>> Begin Source excerpt
Boris Matrosov Explained

Boris Igorevich Matrosov (born 1965, Moscow) is a Russian artist, former member of the art group World Champions and Chair of the Avant-garde Club (CLAVA). Matrosov is best known for his work Happiness Is Not Far on a Perm riverbank.

Life and work

Boris Matrosov was born in 1965 in Moscow. From 1986 to 1988 he was a member of World Champions (with Konstantin Latyshev, Andrei Yakhnin, Giya Abramishvili, and Konstantin Zvezdochetov, who was part of the group in its early days). In 1988, he was the Chairman of the Moscow Avant-Garde Club (CLAVA). From 1988 to 1990 he worked in the studios in Furmanny Lane, and from 1990 to 1994 at Chistye Prudy. He has been a member of the Moscow Union of Artists since 1994 and is currently based in Moscow.

World Champions were known for mocking the seriousness of the practices of the older generation of Moscow Conceptualists, such as Andrei Monastyrsky and Collective Actions. They received critical acclaim for absurdist actions like Strokes of Joy (where they worked collectively to create a drawing of random objects on a large sheet of paper attached to a wall) and The Gray Sea (in which Abramishvili brought a bottle of water from the White Sea and Zvezdochotov from the Black Sea, and the group mixed the water in a little pool, announcing the discovery of a new sea).
>> End Source excerpt
**Problems to work on:**
A. Reproduce the passage on Boris Matrosov word for word, from "Boris Matrosov was" up to and including "based in Moscow.".
B. List each row that contains the string "tire".
>> Begin Given data
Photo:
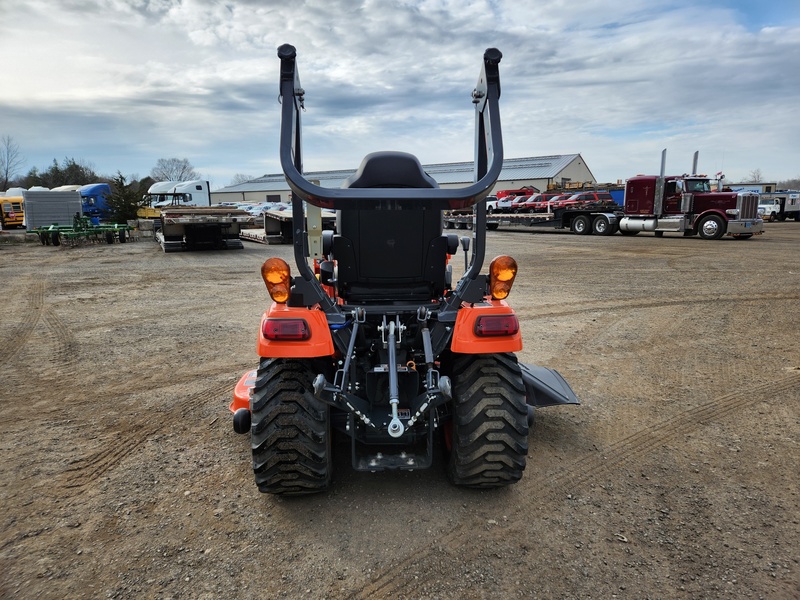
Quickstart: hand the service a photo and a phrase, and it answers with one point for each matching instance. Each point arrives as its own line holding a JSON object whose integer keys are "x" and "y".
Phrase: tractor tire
{"x": 711, "y": 228}
{"x": 489, "y": 444}
{"x": 290, "y": 433}
{"x": 582, "y": 225}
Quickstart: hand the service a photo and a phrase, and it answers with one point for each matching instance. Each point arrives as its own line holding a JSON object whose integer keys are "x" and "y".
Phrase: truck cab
{"x": 685, "y": 203}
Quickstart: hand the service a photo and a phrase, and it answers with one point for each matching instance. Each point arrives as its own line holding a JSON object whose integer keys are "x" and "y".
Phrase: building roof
{"x": 535, "y": 167}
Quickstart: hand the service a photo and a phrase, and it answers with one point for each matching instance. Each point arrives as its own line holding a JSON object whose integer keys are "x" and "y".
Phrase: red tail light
{"x": 285, "y": 329}
{"x": 492, "y": 325}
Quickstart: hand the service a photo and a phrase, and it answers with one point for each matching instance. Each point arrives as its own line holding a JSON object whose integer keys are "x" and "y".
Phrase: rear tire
{"x": 490, "y": 421}
{"x": 290, "y": 433}
{"x": 582, "y": 225}
{"x": 602, "y": 226}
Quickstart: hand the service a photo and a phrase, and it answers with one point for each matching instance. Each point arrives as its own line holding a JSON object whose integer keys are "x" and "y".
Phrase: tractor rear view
{"x": 374, "y": 341}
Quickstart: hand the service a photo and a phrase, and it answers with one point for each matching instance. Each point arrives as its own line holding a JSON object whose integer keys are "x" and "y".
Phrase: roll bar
{"x": 488, "y": 149}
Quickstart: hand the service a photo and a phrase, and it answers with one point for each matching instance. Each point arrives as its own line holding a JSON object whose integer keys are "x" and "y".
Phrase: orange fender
{"x": 467, "y": 341}
{"x": 318, "y": 343}
{"x": 241, "y": 393}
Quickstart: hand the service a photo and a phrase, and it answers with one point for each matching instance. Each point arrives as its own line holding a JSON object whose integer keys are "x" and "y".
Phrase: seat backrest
{"x": 390, "y": 255}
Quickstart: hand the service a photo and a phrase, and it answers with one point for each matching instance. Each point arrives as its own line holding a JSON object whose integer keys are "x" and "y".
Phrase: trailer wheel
{"x": 490, "y": 421}
{"x": 290, "y": 433}
{"x": 601, "y": 226}
{"x": 581, "y": 225}
{"x": 711, "y": 228}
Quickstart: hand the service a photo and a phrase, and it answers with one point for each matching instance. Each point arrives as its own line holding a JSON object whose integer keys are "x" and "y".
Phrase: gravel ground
{"x": 677, "y": 477}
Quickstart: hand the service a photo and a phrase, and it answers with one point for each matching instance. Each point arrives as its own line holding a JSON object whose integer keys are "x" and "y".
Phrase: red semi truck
{"x": 686, "y": 204}
{"x": 658, "y": 203}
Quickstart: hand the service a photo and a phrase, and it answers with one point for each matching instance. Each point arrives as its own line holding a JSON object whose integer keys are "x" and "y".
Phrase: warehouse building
{"x": 539, "y": 172}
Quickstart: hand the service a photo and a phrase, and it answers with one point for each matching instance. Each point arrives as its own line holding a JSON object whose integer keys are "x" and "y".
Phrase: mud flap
{"x": 546, "y": 387}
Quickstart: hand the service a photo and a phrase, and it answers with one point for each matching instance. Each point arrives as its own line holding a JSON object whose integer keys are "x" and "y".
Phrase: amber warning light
{"x": 277, "y": 276}
{"x": 502, "y": 272}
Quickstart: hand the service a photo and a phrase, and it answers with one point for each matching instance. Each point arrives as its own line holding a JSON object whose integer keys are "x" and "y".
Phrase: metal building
{"x": 537, "y": 171}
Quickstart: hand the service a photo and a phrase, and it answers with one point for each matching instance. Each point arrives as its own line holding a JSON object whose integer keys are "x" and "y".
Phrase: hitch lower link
{"x": 438, "y": 388}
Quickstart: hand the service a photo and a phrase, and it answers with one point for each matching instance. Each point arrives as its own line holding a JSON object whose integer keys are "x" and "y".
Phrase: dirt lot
{"x": 121, "y": 476}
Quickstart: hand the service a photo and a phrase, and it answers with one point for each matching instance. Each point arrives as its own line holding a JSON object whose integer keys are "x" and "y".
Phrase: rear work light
{"x": 502, "y": 272}
{"x": 277, "y": 276}
{"x": 285, "y": 330}
{"x": 491, "y": 325}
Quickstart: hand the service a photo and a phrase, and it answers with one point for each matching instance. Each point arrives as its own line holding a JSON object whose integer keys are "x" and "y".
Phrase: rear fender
{"x": 546, "y": 387}
{"x": 319, "y": 343}
{"x": 241, "y": 393}
{"x": 466, "y": 341}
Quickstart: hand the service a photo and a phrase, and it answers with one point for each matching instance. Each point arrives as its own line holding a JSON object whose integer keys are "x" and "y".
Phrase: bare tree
{"x": 241, "y": 178}
{"x": 174, "y": 169}
{"x": 10, "y": 160}
{"x": 755, "y": 176}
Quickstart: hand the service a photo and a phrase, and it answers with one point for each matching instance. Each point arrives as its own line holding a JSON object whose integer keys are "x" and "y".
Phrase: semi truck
{"x": 780, "y": 205}
{"x": 654, "y": 203}
{"x": 186, "y": 220}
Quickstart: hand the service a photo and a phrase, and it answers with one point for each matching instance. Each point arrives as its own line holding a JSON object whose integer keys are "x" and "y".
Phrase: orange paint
{"x": 466, "y": 341}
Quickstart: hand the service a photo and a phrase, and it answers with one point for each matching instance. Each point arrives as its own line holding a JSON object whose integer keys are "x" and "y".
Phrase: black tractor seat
{"x": 390, "y": 255}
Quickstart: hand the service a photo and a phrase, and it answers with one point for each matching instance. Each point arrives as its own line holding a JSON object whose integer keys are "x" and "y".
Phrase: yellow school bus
{"x": 12, "y": 211}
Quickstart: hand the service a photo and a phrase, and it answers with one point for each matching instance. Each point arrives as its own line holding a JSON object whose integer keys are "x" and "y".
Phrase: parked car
{"x": 535, "y": 203}
{"x": 591, "y": 197}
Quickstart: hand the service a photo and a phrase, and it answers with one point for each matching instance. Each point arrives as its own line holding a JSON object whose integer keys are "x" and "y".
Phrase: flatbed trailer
{"x": 600, "y": 219}
{"x": 278, "y": 225}
{"x": 206, "y": 227}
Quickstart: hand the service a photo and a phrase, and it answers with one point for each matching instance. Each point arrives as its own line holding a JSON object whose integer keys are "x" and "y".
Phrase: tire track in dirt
{"x": 576, "y": 308}
{"x": 62, "y": 336}
{"x": 18, "y": 336}
{"x": 395, "y": 582}
{"x": 118, "y": 442}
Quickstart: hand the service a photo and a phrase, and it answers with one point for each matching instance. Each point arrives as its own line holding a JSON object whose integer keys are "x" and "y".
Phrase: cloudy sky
{"x": 118, "y": 84}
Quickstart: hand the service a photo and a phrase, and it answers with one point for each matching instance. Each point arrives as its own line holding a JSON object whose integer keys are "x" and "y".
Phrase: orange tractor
{"x": 373, "y": 341}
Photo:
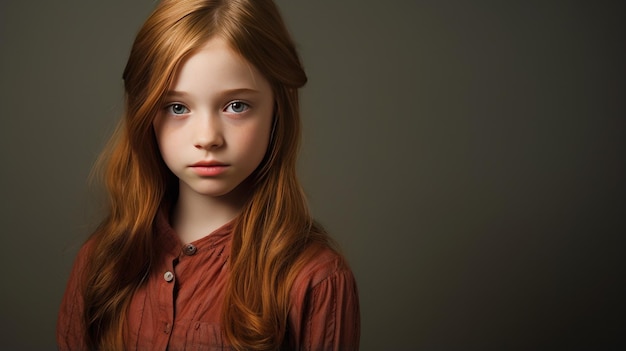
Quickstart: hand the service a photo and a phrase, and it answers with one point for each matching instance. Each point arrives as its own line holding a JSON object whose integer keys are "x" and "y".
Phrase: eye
{"x": 177, "y": 109}
{"x": 237, "y": 107}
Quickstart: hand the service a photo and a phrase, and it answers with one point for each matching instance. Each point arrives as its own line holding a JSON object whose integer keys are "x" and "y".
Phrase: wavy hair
{"x": 273, "y": 236}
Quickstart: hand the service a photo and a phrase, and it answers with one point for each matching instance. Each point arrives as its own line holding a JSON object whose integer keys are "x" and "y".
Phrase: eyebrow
{"x": 182, "y": 94}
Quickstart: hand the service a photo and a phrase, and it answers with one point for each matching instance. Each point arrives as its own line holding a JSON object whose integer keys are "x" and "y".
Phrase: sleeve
{"x": 326, "y": 315}
{"x": 70, "y": 324}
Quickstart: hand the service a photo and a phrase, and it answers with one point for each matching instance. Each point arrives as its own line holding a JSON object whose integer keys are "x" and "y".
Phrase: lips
{"x": 209, "y": 168}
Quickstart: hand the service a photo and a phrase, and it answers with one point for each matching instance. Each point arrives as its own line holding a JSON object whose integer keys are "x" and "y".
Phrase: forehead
{"x": 216, "y": 67}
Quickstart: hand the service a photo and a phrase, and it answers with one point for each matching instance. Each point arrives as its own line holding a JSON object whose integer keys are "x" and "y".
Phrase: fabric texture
{"x": 179, "y": 307}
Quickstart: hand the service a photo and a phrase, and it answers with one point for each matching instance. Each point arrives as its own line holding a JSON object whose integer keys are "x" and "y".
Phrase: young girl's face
{"x": 214, "y": 127}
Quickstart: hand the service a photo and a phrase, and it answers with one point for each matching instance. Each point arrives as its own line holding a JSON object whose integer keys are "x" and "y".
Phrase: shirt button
{"x": 190, "y": 250}
{"x": 168, "y": 276}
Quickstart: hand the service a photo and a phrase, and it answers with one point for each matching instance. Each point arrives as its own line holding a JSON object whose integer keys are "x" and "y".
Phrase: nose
{"x": 208, "y": 134}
>> End Given data
**Solutions to the problems:**
A.
Boris Matrosov was born in 1965 in Moscow. From 1986 to 1988 he was a member of World Champions (with Konstantin Latyshev, Andrei Yakhnin, Giya Abramishvili, and Konstantin Zvezdochetov, who was part of the group in its early days). In 1988, he was the Chairman of the Moscow Avant-Garde Club (CLAVA). From 1988 to 1990 he worked in the studios in Furmanny Lane, and from 1990 to 1994 at Chistye Prudy. He has been a member of the Moscow Union of Artists since 1994 and is currently based in Moscow.

B.
Phrase: tractor tire
Phrase: rear tire
Phrase: tire track in dirt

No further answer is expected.